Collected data
%%

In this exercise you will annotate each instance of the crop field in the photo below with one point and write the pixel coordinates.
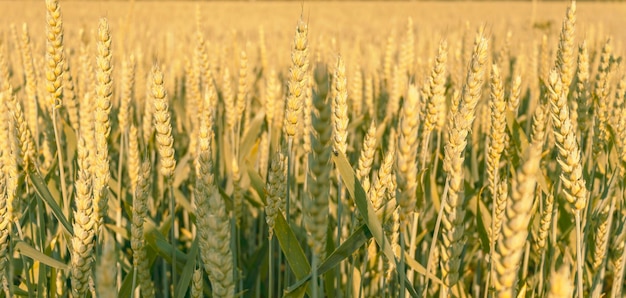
(312, 149)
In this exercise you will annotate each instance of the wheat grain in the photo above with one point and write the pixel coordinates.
(84, 224)
(569, 153)
(297, 79)
(510, 247)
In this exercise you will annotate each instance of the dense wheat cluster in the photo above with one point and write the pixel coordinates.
(405, 159)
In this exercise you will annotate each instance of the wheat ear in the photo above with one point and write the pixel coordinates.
(101, 172)
(84, 224)
(510, 247)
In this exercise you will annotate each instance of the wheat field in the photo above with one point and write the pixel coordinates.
(319, 149)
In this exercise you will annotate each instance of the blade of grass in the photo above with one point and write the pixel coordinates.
(184, 279)
(44, 193)
(369, 216)
(291, 248)
(36, 255)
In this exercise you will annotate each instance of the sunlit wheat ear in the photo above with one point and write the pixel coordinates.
(340, 108)
(461, 122)
(545, 220)
(212, 219)
(601, 92)
(31, 80)
(565, 51)
(106, 271)
(297, 79)
(510, 247)
(581, 94)
(601, 236)
(197, 284)
(54, 54)
(101, 172)
(569, 154)
(275, 190)
(84, 224)
(366, 158)
(25, 138)
(272, 96)
(560, 283)
(6, 193)
(70, 99)
(238, 203)
(242, 86)
(497, 131)
(127, 93)
(163, 125)
(618, 257)
(356, 91)
(133, 165)
(384, 176)
(435, 103)
(318, 178)
(406, 159)
(141, 262)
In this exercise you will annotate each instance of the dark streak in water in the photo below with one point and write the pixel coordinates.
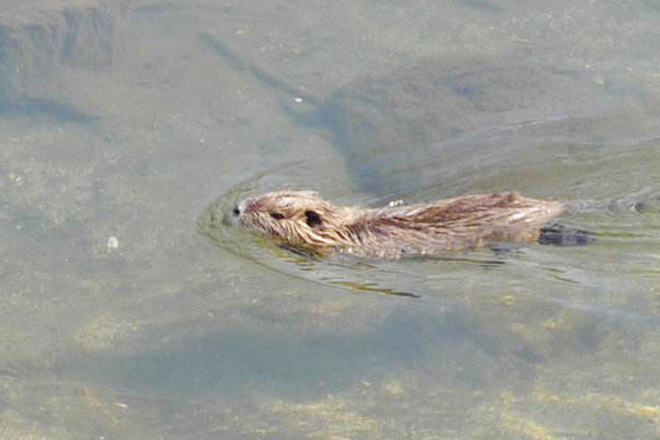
(49, 108)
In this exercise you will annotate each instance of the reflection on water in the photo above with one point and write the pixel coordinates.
(136, 116)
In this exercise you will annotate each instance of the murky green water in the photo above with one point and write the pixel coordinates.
(119, 319)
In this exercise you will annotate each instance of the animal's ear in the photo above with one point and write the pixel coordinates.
(313, 218)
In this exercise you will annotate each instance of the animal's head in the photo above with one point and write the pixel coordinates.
(299, 218)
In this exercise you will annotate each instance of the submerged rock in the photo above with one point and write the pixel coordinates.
(40, 38)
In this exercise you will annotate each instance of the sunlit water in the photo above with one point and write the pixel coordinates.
(131, 311)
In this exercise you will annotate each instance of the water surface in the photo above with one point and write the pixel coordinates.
(120, 320)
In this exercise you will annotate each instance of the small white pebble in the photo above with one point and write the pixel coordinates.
(113, 243)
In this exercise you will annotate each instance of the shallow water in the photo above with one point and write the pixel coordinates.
(120, 319)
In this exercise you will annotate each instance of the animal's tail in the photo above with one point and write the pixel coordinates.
(559, 235)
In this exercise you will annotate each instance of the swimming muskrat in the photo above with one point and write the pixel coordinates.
(303, 220)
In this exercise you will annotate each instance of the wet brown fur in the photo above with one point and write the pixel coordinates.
(302, 219)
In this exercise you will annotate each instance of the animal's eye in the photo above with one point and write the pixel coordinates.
(313, 218)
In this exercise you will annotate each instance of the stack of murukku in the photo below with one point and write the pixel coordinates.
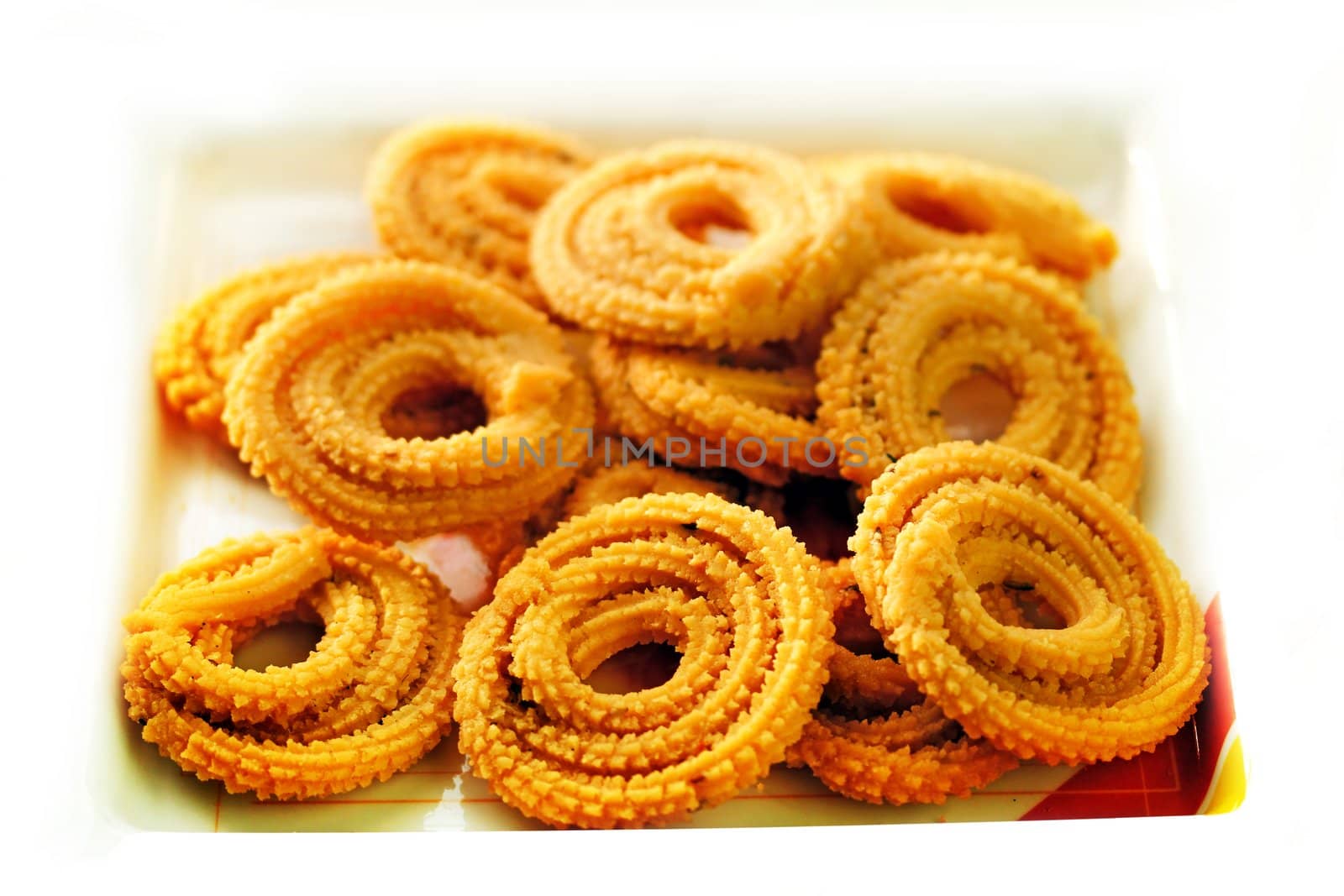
(759, 328)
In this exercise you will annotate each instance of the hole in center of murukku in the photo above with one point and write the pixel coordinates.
(714, 223)
(434, 412)
(638, 668)
(978, 409)
(855, 631)
(280, 645)
(933, 211)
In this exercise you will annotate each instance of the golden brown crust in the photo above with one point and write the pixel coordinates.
(927, 203)
(306, 405)
(1124, 674)
(373, 698)
(467, 195)
(201, 344)
(741, 600)
(612, 249)
(916, 328)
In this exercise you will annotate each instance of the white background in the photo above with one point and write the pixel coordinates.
(1256, 141)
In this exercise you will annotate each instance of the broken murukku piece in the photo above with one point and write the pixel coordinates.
(916, 328)
(948, 523)
(467, 194)
(307, 403)
(741, 600)
(371, 698)
(625, 248)
(925, 203)
(201, 344)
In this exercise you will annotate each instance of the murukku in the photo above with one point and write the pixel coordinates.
(749, 412)
(739, 598)
(371, 698)
(306, 406)
(925, 203)
(877, 738)
(947, 523)
(201, 344)
(916, 328)
(622, 249)
(467, 194)
(609, 485)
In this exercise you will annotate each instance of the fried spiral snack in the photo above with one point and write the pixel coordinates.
(1132, 660)
(201, 344)
(759, 414)
(609, 485)
(373, 698)
(620, 249)
(467, 194)
(306, 405)
(916, 328)
(875, 738)
(925, 203)
(739, 598)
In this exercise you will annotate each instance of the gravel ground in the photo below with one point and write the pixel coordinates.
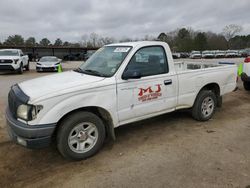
(170, 150)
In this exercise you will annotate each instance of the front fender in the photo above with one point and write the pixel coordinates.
(57, 107)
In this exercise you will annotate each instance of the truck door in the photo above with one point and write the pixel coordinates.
(155, 91)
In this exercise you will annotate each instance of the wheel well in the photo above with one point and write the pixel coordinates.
(213, 87)
(100, 112)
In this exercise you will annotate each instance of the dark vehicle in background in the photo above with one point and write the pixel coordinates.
(207, 54)
(88, 54)
(231, 53)
(73, 57)
(219, 54)
(176, 55)
(184, 55)
(195, 55)
(48, 63)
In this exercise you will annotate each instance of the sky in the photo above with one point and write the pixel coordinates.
(72, 19)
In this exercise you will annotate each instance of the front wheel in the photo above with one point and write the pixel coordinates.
(246, 85)
(80, 136)
(204, 106)
(27, 68)
(20, 69)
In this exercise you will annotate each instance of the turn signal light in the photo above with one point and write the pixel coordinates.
(247, 60)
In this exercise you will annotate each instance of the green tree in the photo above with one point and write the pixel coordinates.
(200, 42)
(183, 40)
(45, 42)
(14, 40)
(58, 42)
(31, 41)
(231, 30)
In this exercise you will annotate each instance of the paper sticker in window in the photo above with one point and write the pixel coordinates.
(122, 49)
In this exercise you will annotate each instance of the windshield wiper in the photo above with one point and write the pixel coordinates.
(94, 72)
(79, 70)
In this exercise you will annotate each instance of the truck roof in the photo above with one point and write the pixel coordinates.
(9, 49)
(139, 43)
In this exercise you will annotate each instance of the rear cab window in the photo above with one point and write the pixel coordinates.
(149, 61)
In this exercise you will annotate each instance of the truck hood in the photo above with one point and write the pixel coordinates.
(48, 63)
(56, 83)
(9, 57)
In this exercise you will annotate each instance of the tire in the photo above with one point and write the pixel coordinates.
(246, 85)
(27, 68)
(80, 136)
(204, 106)
(20, 69)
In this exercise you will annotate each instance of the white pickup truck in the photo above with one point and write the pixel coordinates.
(119, 84)
(13, 60)
(245, 76)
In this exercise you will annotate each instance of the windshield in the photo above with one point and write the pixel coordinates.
(8, 53)
(105, 61)
(50, 59)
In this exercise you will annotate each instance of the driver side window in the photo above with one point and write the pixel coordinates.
(149, 61)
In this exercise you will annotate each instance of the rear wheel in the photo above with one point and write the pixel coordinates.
(20, 69)
(27, 67)
(204, 106)
(246, 85)
(80, 136)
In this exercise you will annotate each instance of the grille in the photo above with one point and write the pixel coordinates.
(6, 67)
(16, 97)
(6, 61)
(12, 100)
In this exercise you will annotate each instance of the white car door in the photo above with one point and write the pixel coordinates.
(153, 92)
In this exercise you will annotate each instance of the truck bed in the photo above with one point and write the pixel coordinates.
(185, 66)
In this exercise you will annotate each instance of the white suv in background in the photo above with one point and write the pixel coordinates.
(13, 60)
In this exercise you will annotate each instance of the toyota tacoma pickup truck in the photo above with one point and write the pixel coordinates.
(119, 84)
(245, 75)
(13, 60)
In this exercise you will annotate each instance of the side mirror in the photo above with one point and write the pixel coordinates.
(131, 75)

%%

Exactly as they stand, the entries must be written out again, pictures excluded.

ANSWER TO THE EXERCISE -
In this exercise you will annotate each instance of the crop field in the photo below with one point and write the pixel coordinates.
(312, 149)
In this exercise you will annotate each instance of the wheat grain in the photo above with one point and write the pixel coordinates.
(84, 224)
(569, 153)
(297, 79)
(510, 247)
In this exercise you will annotate each instance of the dense wheat cluster in the photo above with one point and write the pixel coordinates.
(405, 159)
In this exercise you will annotate each instance of the wheat ear in the photo above with one point and write the pixel coordinates.
(101, 172)
(84, 224)
(510, 247)
In this exercise you will annotate each instance of the wheat field in the photo above with one point and write the pixel coordinates.
(319, 149)
In this exercise you will annotate each instance of the blade of grass in the photo above with one point and write the pixel coordinates.
(184, 279)
(44, 193)
(369, 216)
(291, 248)
(36, 255)
In this exercise you will annotate each instance of the sunlit wheat ear in the photo above with one point and write the pixel coordinates.
(340, 108)
(461, 122)
(545, 220)
(212, 219)
(601, 92)
(31, 80)
(565, 51)
(106, 271)
(297, 79)
(510, 247)
(581, 94)
(601, 236)
(197, 284)
(54, 54)
(101, 172)
(569, 154)
(275, 190)
(84, 224)
(366, 158)
(25, 138)
(272, 96)
(560, 283)
(6, 193)
(70, 99)
(238, 203)
(242, 86)
(497, 131)
(127, 93)
(163, 125)
(618, 257)
(356, 91)
(133, 165)
(384, 176)
(435, 103)
(318, 178)
(406, 159)
(141, 262)
In this exercise you will annotate each instance of the dark streak in water in the photo below with one point and write the pixel coordinates.
(49, 108)
In this exercise you will annotate each instance of the reflection on water in the photo above with one point and write the pixel coordinates.
(136, 116)
In this exercise you will annotate each instance of the murky green water in the photo above with one point and write the pixel coordinates.
(119, 319)
In this exercise you will annotate each instance of the animal's ear in the photo above with one point and write the pixel coordinates.
(313, 218)
In this exercise you will annotate each instance of the animal's head in the photo above with one point and write the pixel coordinates.
(299, 218)
In this exercise you will annotate each instance of the submerged rock in the photo above with one point and write the pixel coordinates.
(40, 38)
In this exercise you will annotate each instance of the sunlit water in the photo above with one point and write the pixel coordinates.
(131, 311)
In this exercise you will annotate each instance of the water surface in the photo above with one point and write the pixel coordinates.
(120, 320)
In this exercise you will annotate each instance of the small white pebble in the photo above with one point and write the pixel coordinates.
(113, 243)
In this exercise you will annotate each instance of the shallow water in the photo above with one point and write the pixel coordinates.
(120, 319)
In this exercise you will annotate each instance of the animal's tail in the photo above with one point and write the pixel coordinates.
(559, 235)
In this exercise you will annotate each instance of the swimming muskrat in the photo above with one point and write the pixel coordinates.
(303, 220)
In this exercise you will annotate each instance of the wet brown fur in the photo above with one point and write the pixel coordinates.
(302, 219)
In this exercise you will annotate each instance of the animal's eye in the photo above with one point and write the pixel coordinates.
(313, 218)
In this exercise you will annotate each instance of the stack of murukku in the photo below with one point and write the pixel coordinates.
(759, 328)
In this exercise you will annotate each instance of the hole in center of murukku in the photo above with one point and write the pixel coordinates.
(714, 223)
(434, 412)
(638, 668)
(978, 409)
(855, 631)
(280, 645)
(933, 211)
In this exercise you will annotate each instance of the golden brown crust in the photo above with one point and write the pixel coordinates.
(927, 203)
(306, 405)
(1124, 674)
(373, 698)
(467, 195)
(201, 344)
(741, 600)
(612, 249)
(916, 328)
In this exercise you will annotate each instance of the white background in the photo above with one point and write the pixel coordinates.
(1256, 141)
In this exercise you will annotate each instance of the broken murukku piece in the photo above with one point and write the pixel coordinates.
(916, 328)
(948, 523)
(467, 194)
(307, 403)
(741, 600)
(371, 698)
(625, 248)
(925, 203)
(201, 344)
In this exercise you will annotate each instance of the murukku in the photo above with one point and write the pixel coordinates.
(749, 412)
(739, 598)
(371, 698)
(306, 406)
(925, 203)
(877, 738)
(947, 523)
(201, 344)
(916, 328)
(622, 249)
(467, 194)
(609, 485)
In this exercise you will annotate each instance of the fried spiral snack in the photo above with one point and write the pixel coordinates.
(1132, 660)
(201, 344)
(759, 414)
(609, 485)
(373, 698)
(620, 249)
(467, 194)
(306, 405)
(916, 328)
(875, 738)
(925, 203)
(739, 598)
In this exercise you will annotate each instance of the gravel ground in the photo below with one point and write the pixel coordinates.
(170, 150)
In this exercise you will annotate each instance of the front fender in the photo above with one point and write the pixel coordinates.
(57, 107)
In this exercise you will annotate each instance of the truck door in the photo above with one point and write the pixel coordinates.
(155, 91)
In this exercise you will annotate each instance of the wheel well in the photo above with one point and write the pixel coordinates.
(213, 87)
(100, 112)
In this exercise you will annotate each instance of the dark vehicle in background in the photo above with one point and write the pixel coordinates.
(207, 54)
(88, 54)
(231, 53)
(73, 57)
(219, 54)
(176, 55)
(184, 55)
(195, 55)
(48, 63)
In this exercise you will annotate each instance of the sky in the photo above with one point and write the pixel coordinates.
(72, 19)
In this exercise you will annotate each instance of the front wheel in the photo above with one point and write the pixel coordinates.
(246, 85)
(80, 136)
(204, 106)
(27, 68)
(20, 69)
In this exercise you will annotate each instance of the turn signal light in the photo above with one point and write the pixel coordinates.
(247, 60)
In this exercise you will annotate each instance of the green tree in the photo above with one point and write the pixel coordinates.
(200, 42)
(183, 40)
(45, 42)
(14, 40)
(58, 42)
(31, 41)
(231, 30)
In this exercise you will annotate each instance of the paper sticker in window in the photo above with one point and write the pixel coordinates.
(122, 49)
In this exercise you will annotate each instance of the windshield wiper in the photo above with one point and write the pixel coordinates.
(94, 72)
(79, 70)
In this exercise you will annotate each instance of the truck roof in the photo above with one point and write the pixel coordinates.
(9, 49)
(139, 43)
In this exercise you will annotate each instance of the rear cab window in the photo above with one point and write the pixel coordinates.
(149, 61)
In this exercise you will annotate each instance of the truck hood in the photo above with one point and write the pixel coordinates.
(48, 63)
(56, 83)
(9, 57)
In this exercise you will annotate each instance of the tire in the photo above with one point and write the pixel coordinates.
(246, 85)
(27, 68)
(80, 136)
(204, 106)
(20, 69)
In this exercise you will annotate each instance of the white pickup truck in the photo above with one point and write the pixel coordinates.
(119, 84)
(13, 60)
(245, 76)
In this exercise you will annotate each instance of the windshield in the photo above with one point and write the pixel coordinates.
(8, 53)
(105, 61)
(50, 59)
In this exercise you will annotate each instance of the driver side window in the photo above with one point and write the pixel coordinates.
(149, 61)
In this exercise you will annotate each instance of the rear wheel in the photo above with one point and write the pixel coordinates.
(20, 69)
(27, 67)
(204, 106)
(246, 85)
(80, 136)
In this exercise you will annotate each instance of the grille in the photo above with one point and write the pixel coordinates.
(6, 67)
(16, 97)
(6, 61)
(12, 100)
In this exercise you will annotate each instance of the white car door in the photo above with one point and write the pixel coordinates.
(153, 92)
In this exercise you will annotate each instance of the truck bed in the photo above with one point and write the pixel coordinates.
(185, 66)
In this exercise you will annotate each instance of the white suv in background in the photo above with one point and write the pixel coordinates.
(13, 60)
In this exercise you will annotate each instance of the toyota tacoma pickup truck in the photo above with one point and write the pixel coordinates.
(119, 84)
(245, 75)
(13, 60)
In this exercise you will annotate each instance of the side mirror in the photo above with one point and write the pixel coordinates.
(131, 75)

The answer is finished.